Source excerpt ->
I’m happy to report that full connectivity was restored to the house a day or two before we were due to fly to NZ. Returning home on Sunday, I was happy to discover that we still had net :) I’ll talk more about the NZ trip and tramping the Kepler Track once I’ve sorted out the photos and loaded them to flickr. I have about 130 photos that I need to weed though that should be relatively quick compared to weeding my photos from the European holiday over Dec/Jan. For the Europe set, I’ve managed to get it down to under 300 from around 700 but it still needs a couple more goes. I should have the Kepler set up this week at least.

baby steps with web harvests

One of the things I’m interested in is working with data sets around web harvesting and archiving. I’ve spent a bit of time over the years exploring the Internet Archive and other web archives, and I’m hitting the point where I’d like to understand the sorts of information gathered when you harvest a bunch of websites. What can be discerned from a site’s structure, how does it change over time, are there any other useful directions to explore?

When you harvest web sites you end up with a bunch of files in the WARC format. So far, in my limited experience, a typical WARC file is about a gig and one harvest can contain lots of these files. Depending on how your set up your harvester, you can save all content on a site including office files, music, video and so on. A harvest captures that website at one moment in time, and with repeated harvests it’s possible to get a sense of how it might change over time. As part of learning how all this works, I’m using a small archive of 72 WARC files that roughly total 55GB.

Having successfully installed lots of software on my machine at home, I might actually be ready to start experimenting. I’ve been following the Getting Started guide for installing Warcbase (platform for managing web archives) and associated software on a mac mini. While time consuming, it’s actually been straightforward and installing software on the mac has seemed easier than installing similar stuff under windows a year or so back. Of that guide, I have completed steps 1, 2, 3, and 5. Step 4 involves installing Spark Notebook but the primary site seems to be down at the moment so I’ve installed gephi to handle data visualisation. As a result I am now running:

  • Homebrew – MacOS package manager
  • Maven3 – software project management tool
  • Warcbase – built on hadoop and hbase
  • Apache Spark – an engine for large-scale data processing
  • Gephi – data visualisation

In other words a bunch of tools for dealing with really large data sets installed on a really small computer :-) I’d originally bought the mac mini to migrate my photo collection from a much older Mac Pro and hadn’t considered it as a platform for doing large scale data stuff.  So far, it’s holding up though I am feeling the limits of having only 8GB of RAM.

All those tools can be used on really big systems and run across server clusters. Thankfully, they also work on a single system but you have to keep the data chunks small. I tried analysing the entire 55GB archive in one go but spark spat out a bunch of errors and crashed. Running it file by file, where each file is up to a gig, seems to be working so far.

Information given ->
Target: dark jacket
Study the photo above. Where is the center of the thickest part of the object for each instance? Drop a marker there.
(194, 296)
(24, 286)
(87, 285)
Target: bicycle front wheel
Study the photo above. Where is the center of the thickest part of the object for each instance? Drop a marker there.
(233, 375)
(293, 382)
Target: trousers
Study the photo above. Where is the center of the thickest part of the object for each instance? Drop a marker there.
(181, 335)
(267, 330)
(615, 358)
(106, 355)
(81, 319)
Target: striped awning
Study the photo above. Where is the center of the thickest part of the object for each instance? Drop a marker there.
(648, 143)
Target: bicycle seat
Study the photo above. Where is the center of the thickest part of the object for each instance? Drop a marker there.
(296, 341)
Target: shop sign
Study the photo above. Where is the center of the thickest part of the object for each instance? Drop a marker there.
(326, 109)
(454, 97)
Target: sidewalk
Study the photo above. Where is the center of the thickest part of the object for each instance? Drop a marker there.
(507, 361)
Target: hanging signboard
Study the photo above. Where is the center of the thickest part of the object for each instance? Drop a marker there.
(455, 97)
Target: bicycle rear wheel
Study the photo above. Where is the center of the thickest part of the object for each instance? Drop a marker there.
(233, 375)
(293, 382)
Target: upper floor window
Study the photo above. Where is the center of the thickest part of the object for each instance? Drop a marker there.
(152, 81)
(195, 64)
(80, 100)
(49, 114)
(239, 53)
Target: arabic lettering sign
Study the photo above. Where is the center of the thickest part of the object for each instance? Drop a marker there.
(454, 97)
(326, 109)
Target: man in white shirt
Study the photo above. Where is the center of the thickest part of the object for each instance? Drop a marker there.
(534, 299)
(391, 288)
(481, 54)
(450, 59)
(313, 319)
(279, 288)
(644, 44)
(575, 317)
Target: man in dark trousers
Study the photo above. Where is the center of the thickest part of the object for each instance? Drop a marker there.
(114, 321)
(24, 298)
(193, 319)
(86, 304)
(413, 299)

What is asked -> Write out the passage of the web harvesting post between "In other words" and "8GB of RAM.", inclusive, word for word.

Final result ->
In other words a bunch of tools for dealing with really large data sets installed on a really small computer :-) I’d originally bought the mac mini to migrate my photo collection from a much older Mac Pro and hadn’t considered it as a platform for doing large scale data stuff.  So far, it’s holding up though I am feeling the limits of having only 8GB of RAM.